>>>

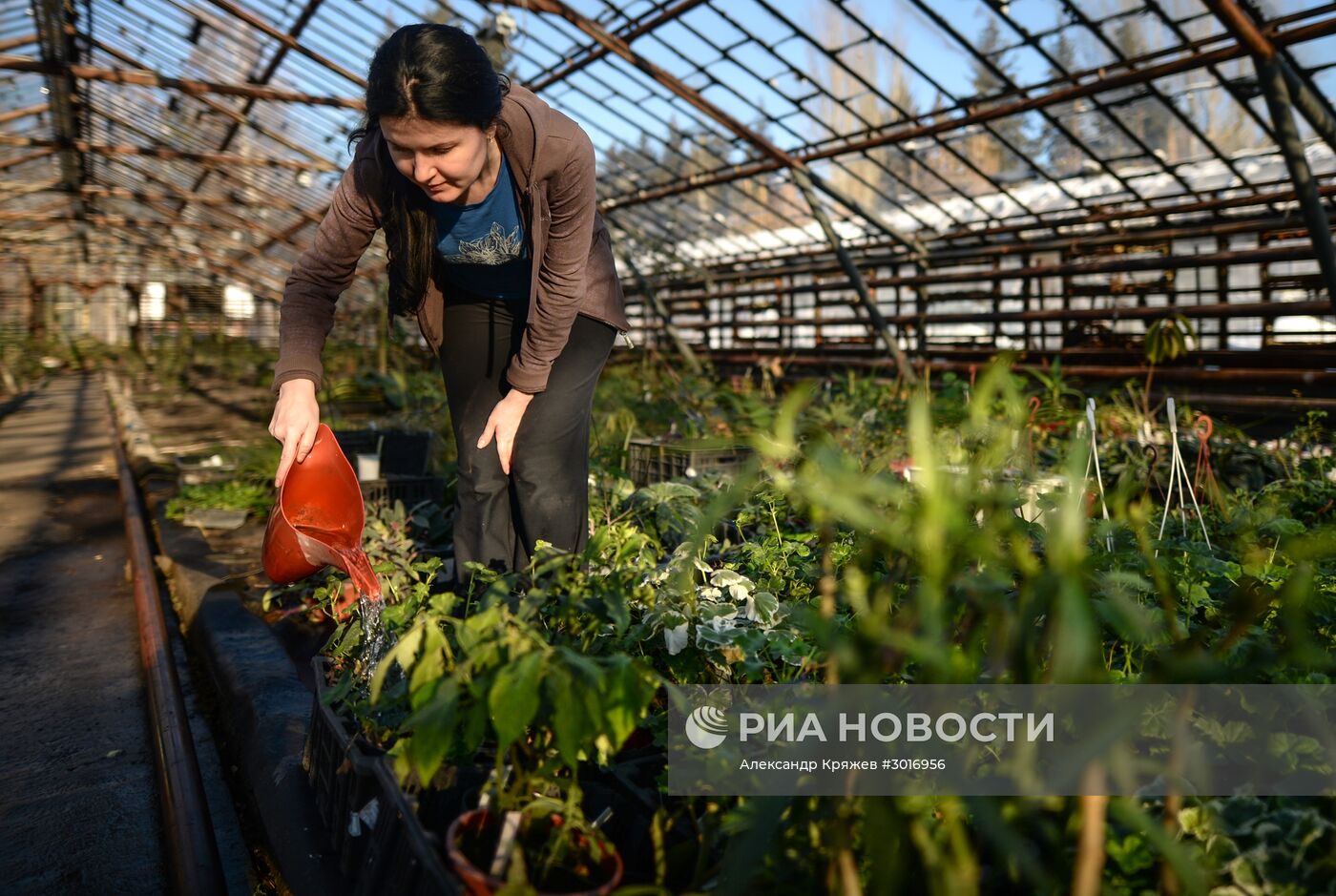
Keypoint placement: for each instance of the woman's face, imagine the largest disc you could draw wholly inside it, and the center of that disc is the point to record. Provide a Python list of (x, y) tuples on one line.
[(443, 159)]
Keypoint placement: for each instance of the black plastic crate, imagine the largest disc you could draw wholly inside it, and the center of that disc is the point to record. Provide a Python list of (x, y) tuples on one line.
[(403, 454), (658, 460), (349, 793), (409, 489), (403, 855)]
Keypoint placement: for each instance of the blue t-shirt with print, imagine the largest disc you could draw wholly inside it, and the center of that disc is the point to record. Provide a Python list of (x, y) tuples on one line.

<<<

Omitting all pictures, set the listing down exactly.

Keypoint placement: for each instance of the woman's face, imagine the largest disc you could draw wholly inside it, and the center of that disc is the point to record. Provide a Python list of (x, y) tuples on one line.
[(443, 159)]
Keypoint placement: for each instance of the black plastic crate, imagine the largest disc you could draw wholly inside it, and the center of that disc is the point to record. Provide a Python list of (x, y) tuples on one line.
[(403, 454), (658, 460), (349, 793), (409, 489), (403, 855)]
Keypoint placement: for each instance of the blue t-shirt with print, imagine the largest disc you could draw wholly inside it, and the center of that disc is the point to record. Provide a Python list of (x, y) tuples on one line.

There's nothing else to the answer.